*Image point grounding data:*
# # # # # # #

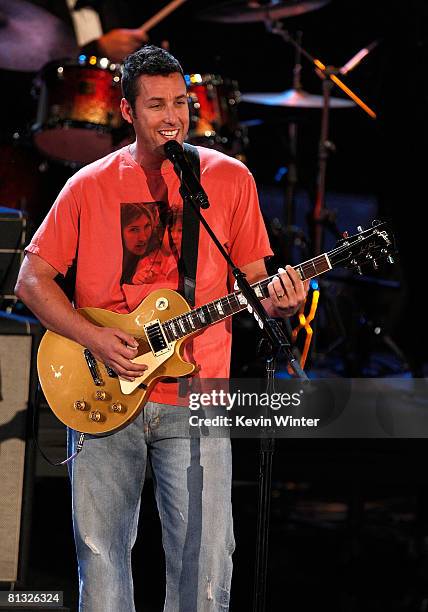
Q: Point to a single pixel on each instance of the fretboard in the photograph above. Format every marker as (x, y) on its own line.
(220, 309)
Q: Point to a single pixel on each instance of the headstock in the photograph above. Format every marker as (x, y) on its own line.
(367, 247)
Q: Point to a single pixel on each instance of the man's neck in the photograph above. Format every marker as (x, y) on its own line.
(148, 161)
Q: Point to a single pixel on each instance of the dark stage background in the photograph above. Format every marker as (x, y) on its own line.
(348, 530)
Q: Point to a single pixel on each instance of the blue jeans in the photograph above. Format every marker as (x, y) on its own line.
(192, 478)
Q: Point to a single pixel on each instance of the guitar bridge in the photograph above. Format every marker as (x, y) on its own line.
(93, 369)
(156, 338)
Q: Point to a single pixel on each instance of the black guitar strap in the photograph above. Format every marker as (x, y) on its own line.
(190, 236)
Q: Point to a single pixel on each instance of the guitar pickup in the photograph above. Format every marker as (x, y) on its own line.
(111, 372)
(93, 368)
(156, 338)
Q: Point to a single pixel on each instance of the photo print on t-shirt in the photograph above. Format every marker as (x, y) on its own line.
(151, 241)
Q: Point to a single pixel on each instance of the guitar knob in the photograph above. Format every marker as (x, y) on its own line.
(80, 405)
(100, 395)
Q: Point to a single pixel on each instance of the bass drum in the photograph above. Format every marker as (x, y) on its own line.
(214, 121)
(78, 114)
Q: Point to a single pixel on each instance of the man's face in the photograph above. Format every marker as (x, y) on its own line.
(161, 112)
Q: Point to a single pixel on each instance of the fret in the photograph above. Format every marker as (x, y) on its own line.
(219, 307)
(241, 300)
(174, 329)
(309, 269)
(300, 272)
(263, 286)
(186, 323)
(227, 308)
(181, 324)
(258, 291)
(168, 331)
(213, 312)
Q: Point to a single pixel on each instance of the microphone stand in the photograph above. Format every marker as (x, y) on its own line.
(277, 344)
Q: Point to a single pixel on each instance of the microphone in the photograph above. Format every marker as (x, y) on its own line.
(175, 153)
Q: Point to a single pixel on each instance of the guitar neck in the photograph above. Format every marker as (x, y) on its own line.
(224, 307)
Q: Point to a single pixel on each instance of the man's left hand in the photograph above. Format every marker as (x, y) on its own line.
(287, 292)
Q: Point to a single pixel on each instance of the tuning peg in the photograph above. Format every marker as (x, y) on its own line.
(357, 267)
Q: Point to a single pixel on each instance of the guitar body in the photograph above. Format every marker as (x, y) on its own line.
(99, 409)
(89, 397)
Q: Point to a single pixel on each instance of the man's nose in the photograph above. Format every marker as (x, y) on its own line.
(170, 115)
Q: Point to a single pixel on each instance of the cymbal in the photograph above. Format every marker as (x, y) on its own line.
(294, 98)
(240, 11)
(30, 37)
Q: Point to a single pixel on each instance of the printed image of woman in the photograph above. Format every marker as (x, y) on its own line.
(142, 234)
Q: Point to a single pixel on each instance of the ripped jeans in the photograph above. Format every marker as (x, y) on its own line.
(192, 478)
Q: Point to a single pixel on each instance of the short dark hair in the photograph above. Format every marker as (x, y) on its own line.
(149, 60)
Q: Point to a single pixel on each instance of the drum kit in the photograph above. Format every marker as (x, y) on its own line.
(78, 119)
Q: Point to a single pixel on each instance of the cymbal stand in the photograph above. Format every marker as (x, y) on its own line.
(292, 176)
(329, 76)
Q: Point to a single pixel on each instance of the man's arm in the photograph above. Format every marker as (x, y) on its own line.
(37, 288)
(287, 292)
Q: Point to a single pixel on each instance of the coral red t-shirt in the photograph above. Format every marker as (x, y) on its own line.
(122, 225)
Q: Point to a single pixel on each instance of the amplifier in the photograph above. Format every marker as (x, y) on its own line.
(19, 339)
(13, 237)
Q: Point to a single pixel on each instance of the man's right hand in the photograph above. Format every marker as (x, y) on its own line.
(119, 43)
(115, 348)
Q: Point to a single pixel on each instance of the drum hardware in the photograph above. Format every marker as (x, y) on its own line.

# # # # # # #

*What the task requires:* Transcribe all of the records above exactly; no image should appear in what you write.

*Answer for the task:*
Q: Point to a single pixel on each instance of the fretboard in the photograph above. Format every marker as (x, y) on its own line.
(220, 309)
Q: Point to a single pixel on each instance of the headstock in the photograph above. Format every marker as (x, y) on its own line.
(367, 247)
Q: Point to a single pixel on each instance of the man's neck in the photograph above. Format every marker as (x, y) on its own line.
(148, 161)
Q: Point to a single pixel on each instance of the dark stage background in the photograph above. Format every marker as (x, y) on its own line.
(348, 530)
Q: Point to a single pixel on each instance of the blue jeans in the photograph above. Format every marker as (x, y) on its own line.
(192, 478)
Q: Point to a single pixel on each instance of the guitar bridge in the photograph above. Format every marker as (x, y) on its own line.
(93, 369)
(156, 338)
Q: Point to a single pixel on each instance of the black guitar strap in the photograph above. Format every marker as (x, y) on its own line.
(190, 236)
Q: Point to a single pixel on each instance of the guitar pickup in the photograph above. Format every marker as (x, y) on its own line.
(111, 372)
(93, 368)
(156, 338)
Q: Point to a single pixel on each instance of the photo print on t-shirt in the photograph above. Format every marker as (x, y) on its own line.
(151, 241)
Q: Point to a single pixel on each instance of the guitar knob in the photograph above. Format every marker as (x, y) on its own line.
(80, 405)
(100, 395)
Q: Point to a single pixel on each instance of the bass drum in the photograph above. Format every marker as (x, y) on its own line.
(214, 121)
(78, 114)
Q: Point to a single pixel on each instance of the man's face in the photograph above. Format every marker as (x, y) on its own line.
(161, 112)
Q: Point to a single pixel on each instance of the fret in the photograph above. Format every marker as (x, y) on its own line.
(219, 307)
(241, 300)
(174, 329)
(309, 269)
(300, 272)
(263, 286)
(186, 323)
(227, 308)
(181, 324)
(258, 291)
(168, 331)
(213, 312)
Q: Point to a single pixel on each instance of the microphone stand in the photograph above. Format every marker as (x, y) on its own line.
(277, 344)
Q: Point to a single pixel on each instance of the microphone in the photograph above. Format every marker as (x, y) on its own line.
(175, 153)
Q: Point to a single pixel on each instance of the guitar neck in the photograph above. Format every marker as (x, y) on its own line.
(224, 307)
Q: Point to a single pixel on each instance of the man's left hand in the photograph above. Format every marker as (x, y) on its own line.
(287, 292)
Q: Point to a single pixel on each instance of the tuning peg in the photograph above. Format every marker as (x, y) on its own line.
(357, 267)
Q: Point to a single pixel on each instance of the guitar body in the photograph above. Format every marker as (x, y) on its own line.
(99, 409)
(89, 397)
Q: Point to a single pixel on each instance of the man's nose in the photograph above. Format every marker as (x, y) on its own line.
(170, 115)
Q: Point to a single pixel on each instance of the cymbal in the photograph above. Format every marker as (x, y) on its own line.
(294, 98)
(240, 11)
(30, 37)
Q: Point to a single pixel on each instance of the printed image of woman in the photograph above. Format every marker as (x, y) on its own line.
(142, 234)
Q: Point to a single pixel on each instance of the ripped jeans in the photograph above. Format every marker as (x, y) on its own line.
(192, 478)
Q: Point to a single pixel on each instance of the short dark hair in the photograph above. Format every marker as (x, y) on its own line.
(149, 60)
Q: Point to a single pixel on each instance of the drum kit in the photograph above. Format every marker as (x, y) on its own line.
(78, 119)
Q: Point to a single pixel on each instance of the cymbal stand in the photograph above. Format every marker as (x, y) on its own line.
(292, 176)
(329, 76)
Q: Point to a single pixel on each instance of the man's arm in the photograph above. Format every marker as (x, y) on its own line.
(37, 288)
(287, 292)
Q: Point to a single pixel on each instance of the coral red t-shirt in the photograph above. Format every marker as (x, y) on its own line.
(122, 225)
Q: Point to a single pixel on each instance of the amplifier in the photograph above. Format every marker as (x, y) on its own line.
(19, 339)
(13, 237)
Q: Point to a single pixel on each instance of the man's right hand in the photograph above. Format every marker as (x, y) on its own line.
(119, 43)
(115, 348)
Q: Point to a single pixel on each instance of the drum hardware in the photograph above. Format every marker as (x, y) on its own line.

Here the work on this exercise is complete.